Reading passage »
::::::::::

With stay at home orders and social distancing putting a wrench in most normal activities, the U.S. housing market began slowing down in the second half of march and the Kansas City area was no exception.

 We’ve seen the impact of activity from all of this, so of course it’s not business as usual … but by no means has it stopped entirely,” said Skylar Olsen, director of economic research for real estate information company Zillow to Market Watch.

According to Realtor.com’s March Housing Trends report, the number of newly listed properties declined as well as “prices decelerated compared to earlier in the month” throughout most of the country. These statistics provide some insight into the impact the COVID-19 pandemic could have on residential real estate as the spring home-buying season starts.

In the greater Kansas City area, the active residential home listing count declined 24.6 percent from last year, but the median home listing price went up 7.4 percent to $340,000, according to Realtor.com.

::::::::::

[Records contained in a dataset]
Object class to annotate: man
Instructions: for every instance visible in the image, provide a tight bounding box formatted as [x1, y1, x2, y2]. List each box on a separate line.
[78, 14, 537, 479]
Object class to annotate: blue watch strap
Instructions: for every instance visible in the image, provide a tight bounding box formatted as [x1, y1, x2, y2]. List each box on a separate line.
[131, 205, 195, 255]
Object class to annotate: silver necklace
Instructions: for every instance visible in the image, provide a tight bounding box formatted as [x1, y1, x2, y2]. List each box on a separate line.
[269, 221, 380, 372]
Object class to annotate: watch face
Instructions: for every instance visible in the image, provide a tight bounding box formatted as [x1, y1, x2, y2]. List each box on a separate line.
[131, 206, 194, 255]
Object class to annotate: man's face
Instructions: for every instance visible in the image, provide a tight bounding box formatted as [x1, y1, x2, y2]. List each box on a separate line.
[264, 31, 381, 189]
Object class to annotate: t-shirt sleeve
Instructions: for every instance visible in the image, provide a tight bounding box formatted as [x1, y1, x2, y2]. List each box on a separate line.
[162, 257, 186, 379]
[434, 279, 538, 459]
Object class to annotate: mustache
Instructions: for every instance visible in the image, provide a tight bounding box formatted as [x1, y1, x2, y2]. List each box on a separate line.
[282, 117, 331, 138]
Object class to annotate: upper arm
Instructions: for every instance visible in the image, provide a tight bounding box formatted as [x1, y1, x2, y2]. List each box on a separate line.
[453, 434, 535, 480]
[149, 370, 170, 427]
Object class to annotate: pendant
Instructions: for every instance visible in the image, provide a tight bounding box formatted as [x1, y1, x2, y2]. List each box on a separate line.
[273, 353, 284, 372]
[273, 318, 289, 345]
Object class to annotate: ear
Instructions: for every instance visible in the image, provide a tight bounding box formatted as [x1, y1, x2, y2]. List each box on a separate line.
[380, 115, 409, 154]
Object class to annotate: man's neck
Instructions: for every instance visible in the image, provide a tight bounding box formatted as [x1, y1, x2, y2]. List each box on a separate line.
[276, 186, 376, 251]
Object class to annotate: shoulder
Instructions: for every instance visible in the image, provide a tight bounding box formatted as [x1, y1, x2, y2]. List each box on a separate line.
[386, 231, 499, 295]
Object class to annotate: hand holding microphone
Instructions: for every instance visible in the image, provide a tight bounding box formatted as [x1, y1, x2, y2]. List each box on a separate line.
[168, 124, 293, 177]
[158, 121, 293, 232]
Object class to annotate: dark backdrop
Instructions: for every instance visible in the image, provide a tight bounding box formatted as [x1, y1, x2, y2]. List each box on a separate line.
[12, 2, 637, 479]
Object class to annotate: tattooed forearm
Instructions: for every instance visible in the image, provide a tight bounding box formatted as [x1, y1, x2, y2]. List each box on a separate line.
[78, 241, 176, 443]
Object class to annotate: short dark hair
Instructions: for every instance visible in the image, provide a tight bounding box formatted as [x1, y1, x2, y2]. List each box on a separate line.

::::::::::

Work instruction 1 » Name every company or news outlet mentioned in the passage on the Kansas City housing market.
Work instruction 2 » Pick up the passage on the Kansas City housing market after its last sentence and carry it on.

Written answer 1 » Zillow, Market Watch, Realtor.com

Written answer 2 »
 “We’re still in the early stages of understanding exactly what effects the coronavirus will have on the housing market in the long term, but many workers and families are living through an immediate strain as their jobs are cut back and paychecks dry up,” said Zillow Senior Policy Advisor Alexander Casey. 

 Zillow’s Olsen noted that the situation the country finds itself in is unprecedented and noted that experts don’t have much historical examples to base assumptions on. One comparison could be the Chinese SARS epidemic that began in 2002, which saw a drop in real estate transactions, but that once the flu subsided, the market returned fairly quickly, according to Olsen.